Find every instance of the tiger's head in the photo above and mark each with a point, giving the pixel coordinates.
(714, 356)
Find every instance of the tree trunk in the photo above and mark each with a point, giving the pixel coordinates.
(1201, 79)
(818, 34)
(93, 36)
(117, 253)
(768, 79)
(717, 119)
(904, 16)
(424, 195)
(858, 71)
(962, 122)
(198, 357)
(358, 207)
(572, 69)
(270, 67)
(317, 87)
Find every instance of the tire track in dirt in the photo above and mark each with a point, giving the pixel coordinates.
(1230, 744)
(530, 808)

...

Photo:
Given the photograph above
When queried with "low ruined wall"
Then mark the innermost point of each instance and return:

---

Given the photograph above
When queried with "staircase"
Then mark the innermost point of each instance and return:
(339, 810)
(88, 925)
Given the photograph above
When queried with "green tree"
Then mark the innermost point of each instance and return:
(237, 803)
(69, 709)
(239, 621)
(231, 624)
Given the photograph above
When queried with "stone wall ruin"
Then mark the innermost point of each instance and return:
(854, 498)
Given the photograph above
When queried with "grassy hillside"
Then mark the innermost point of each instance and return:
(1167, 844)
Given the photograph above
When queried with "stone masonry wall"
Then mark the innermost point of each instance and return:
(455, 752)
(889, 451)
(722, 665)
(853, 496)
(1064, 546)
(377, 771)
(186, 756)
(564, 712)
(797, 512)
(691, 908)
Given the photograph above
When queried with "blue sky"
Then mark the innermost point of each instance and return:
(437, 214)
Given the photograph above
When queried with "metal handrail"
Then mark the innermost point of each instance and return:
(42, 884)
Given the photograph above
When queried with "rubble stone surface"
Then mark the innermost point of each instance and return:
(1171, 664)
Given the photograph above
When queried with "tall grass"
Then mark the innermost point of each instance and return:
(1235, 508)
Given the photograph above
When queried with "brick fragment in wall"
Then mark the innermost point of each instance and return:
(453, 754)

**INSTRUCTIONS TO FOLLOW:** Locate each line of the data above that contains the word "every", and copy those lines.

**EXERCISE SOLUTION:**
Find every instance of the tiger's head in the photo above and mark each with a point, giving the pixel coordinates.
Find every instance of the tree trunk in the photo above and mark each with a point, giving the pixel coordinates.
Find every instance of the tire track in dirt in the photo above and mark each with a point, giving the pixel coordinates.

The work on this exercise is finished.